** PROBLEM STATEMENT **
The response must restate the data exactly, with nothing left out.

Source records

::::::::

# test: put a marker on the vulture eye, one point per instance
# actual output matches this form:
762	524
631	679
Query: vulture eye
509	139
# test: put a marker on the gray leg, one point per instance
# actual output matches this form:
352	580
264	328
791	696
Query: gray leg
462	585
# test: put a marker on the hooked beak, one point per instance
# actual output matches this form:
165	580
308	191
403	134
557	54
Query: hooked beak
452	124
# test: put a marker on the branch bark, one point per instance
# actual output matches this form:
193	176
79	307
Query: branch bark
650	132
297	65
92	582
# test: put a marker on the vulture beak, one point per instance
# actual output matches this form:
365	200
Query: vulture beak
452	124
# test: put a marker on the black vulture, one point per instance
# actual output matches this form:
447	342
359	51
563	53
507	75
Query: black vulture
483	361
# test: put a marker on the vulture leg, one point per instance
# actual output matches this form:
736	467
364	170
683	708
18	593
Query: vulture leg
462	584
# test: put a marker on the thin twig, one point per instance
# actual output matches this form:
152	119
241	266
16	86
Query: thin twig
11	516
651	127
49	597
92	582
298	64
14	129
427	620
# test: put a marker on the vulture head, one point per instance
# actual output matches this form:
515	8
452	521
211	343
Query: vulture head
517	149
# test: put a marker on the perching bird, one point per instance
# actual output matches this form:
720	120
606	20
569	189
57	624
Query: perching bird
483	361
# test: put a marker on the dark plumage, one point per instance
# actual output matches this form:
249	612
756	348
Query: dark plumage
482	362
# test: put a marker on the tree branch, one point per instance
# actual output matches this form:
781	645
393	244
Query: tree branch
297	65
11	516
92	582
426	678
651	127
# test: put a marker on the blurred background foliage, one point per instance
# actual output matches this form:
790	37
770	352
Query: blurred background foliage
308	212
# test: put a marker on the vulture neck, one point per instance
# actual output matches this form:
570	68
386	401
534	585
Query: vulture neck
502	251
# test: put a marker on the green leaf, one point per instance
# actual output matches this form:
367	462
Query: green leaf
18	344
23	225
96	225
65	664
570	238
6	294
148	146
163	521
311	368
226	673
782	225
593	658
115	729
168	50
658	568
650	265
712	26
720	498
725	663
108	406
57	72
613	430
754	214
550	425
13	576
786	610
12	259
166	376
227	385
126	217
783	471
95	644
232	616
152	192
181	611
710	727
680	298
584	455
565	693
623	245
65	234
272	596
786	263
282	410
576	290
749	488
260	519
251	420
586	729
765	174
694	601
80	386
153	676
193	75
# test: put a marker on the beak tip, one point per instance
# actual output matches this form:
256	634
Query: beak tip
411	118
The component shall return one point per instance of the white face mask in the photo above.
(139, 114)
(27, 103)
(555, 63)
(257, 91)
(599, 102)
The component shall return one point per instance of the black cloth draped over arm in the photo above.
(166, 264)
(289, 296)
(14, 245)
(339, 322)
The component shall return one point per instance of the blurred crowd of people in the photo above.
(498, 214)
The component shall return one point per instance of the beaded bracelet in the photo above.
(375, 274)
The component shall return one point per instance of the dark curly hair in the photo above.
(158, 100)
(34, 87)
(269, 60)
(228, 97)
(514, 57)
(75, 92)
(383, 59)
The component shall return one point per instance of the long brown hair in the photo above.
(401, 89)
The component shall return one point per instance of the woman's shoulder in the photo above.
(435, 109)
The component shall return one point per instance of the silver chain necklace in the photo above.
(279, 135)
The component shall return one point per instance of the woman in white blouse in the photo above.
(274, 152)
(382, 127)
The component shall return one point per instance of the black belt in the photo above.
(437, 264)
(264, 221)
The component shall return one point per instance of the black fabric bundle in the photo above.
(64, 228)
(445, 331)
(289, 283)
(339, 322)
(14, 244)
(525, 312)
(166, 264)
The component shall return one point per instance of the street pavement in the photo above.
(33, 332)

::::::::

** EXERCISE RESULT **
# test: put a marker on the vulture eye, one point per instance
# actual output matches this form:
762	524
631	679
Query: vulture eye
509	139
# test: put a marker on the gray leg, one point per instance
# actual output matches this form:
352	580
264	328
791	696
Query: gray leg
462	585
# test: put a marker on the hooked beak, one point per instance
# actual output matches this form:
165	580
308	191
403	134
557	54
Query: hooked beak
452	124
# test: put a marker on the branch bark, one point per instance
# actual output matches this form:
193	176
79	307
Query: branch bark
650	132
297	65
92	582
# test: put a marker on the vulture beak, one point per instance
# actual output matches this form:
365	200
Query: vulture beak
452	124
# test: put a marker on the black vulture, one point per instance
# actual output matches this form:
447	342
359	51
563	53
507	75
Query: black vulture
483	361
# test: put a marker on the vulture leg, one point per instance
# actual output matches this form:
736	467
364	170
683	708
18	593
Query: vulture leg
462	584
# test: put a marker on the thin twig, one point per instance
# actual output matches this form:
152	119
241	266
16	86
Query: thin twig
11	516
651	127
49	597
92	582
298	64
14	129
427	620
# test: put a marker on the vulture head, one point per instance
# actual output matches this form:
515	8
452	521
211	343
Query: vulture head
517	149
# test: put a marker on the perching bird, one point per instance
# actual output matches this form:
720	120
606	20
569	189
57	624
Query: perching bird
483	361
# test: put a marker on the dark plumage, one point per instance
# actual output matches this form:
249	612
756	348
Query: dark plumage
482	362
# test: put a marker on the tree branch, one point per instance
# actual output matches this form:
781	645
393	244
Query: tree branch
297	65
11	516
92	582
426	678
651	127
# test: put a marker on the blurred background foliage, one point per instance
# actual output matches this form:
790	37
770	352
Query: blurred background foliage
308	212
# test: put a marker on the vulture neck, one point per instance
# actual output matches this form:
570	68
386	401
534	585
Query: vulture neck
502	251
# test: put a marker on the green leaf, one point per instance
# actual output matches this form:
367	462
Query: green leaf
18	344
23	225
96	225
65	664
570	238
6	294
148	146
163	521
311	368
226	673
782	225
593	658
115	729
168	50
658	568
650	265
712	26
720	498
725	663
108	406
57	72
613	430
754	214
550	425
13	576
786	610
12	259
166	376
227	385
126	217
783	471
95	644
232	616
152	192
181	611
710	727
680	298
584	455
565	693
623	245
65	234
272	596
786	263
282	410
576	290
749	488
260	519
251	420
586	729
765	174
694	601
80	386
153	676
193	75
# test: put a marker on the beak tip, one point per instance
# actual output matches this form:
256	634
Query: beak tip
411	118
The component shall return one point per instance of the white face mask in the photo above.
(139, 114)
(27, 103)
(555, 63)
(257, 91)
(599, 102)
The component shall return one point per instance of the black cloth draped over arm in the photo above.
(166, 264)
(289, 296)
(14, 245)
(339, 322)
The component shall return one point per instance of the blurred crowd of people in the photo above.
(498, 214)
The component shall return one point per instance of the beaded bracelet in the photo above.
(375, 274)
The component shall return one point per instance of the dark curly hair in the photo above.
(158, 100)
(34, 87)
(269, 60)
(228, 97)
(514, 57)
(75, 92)
(383, 59)
The component shall return one point per instance of the long brown hair in the photo above.
(401, 89)
The component shall return one point per instance of the woman's shoulder in the photo above.
(435, 109)
The component shall return one point per instance of the silver chain necklace in the photo above.
(279, 135)
The component shall return one point per instance of the woman in white blouse in the photo above.
(274, 152)
(382, 127)
The component shall return one point per instance of the black belt in the photo above.
(437, 264)
(264, 221)
The component shall return one point per instance of the black fabric bundle in the photo above.
(64, 228)
(445, 331)
(289, 283)
(339, 322)
(14, 244)
(525, 312)
(166, 264)
The component shall return one point per instance of the street pavement in the photo above.
(33, 332)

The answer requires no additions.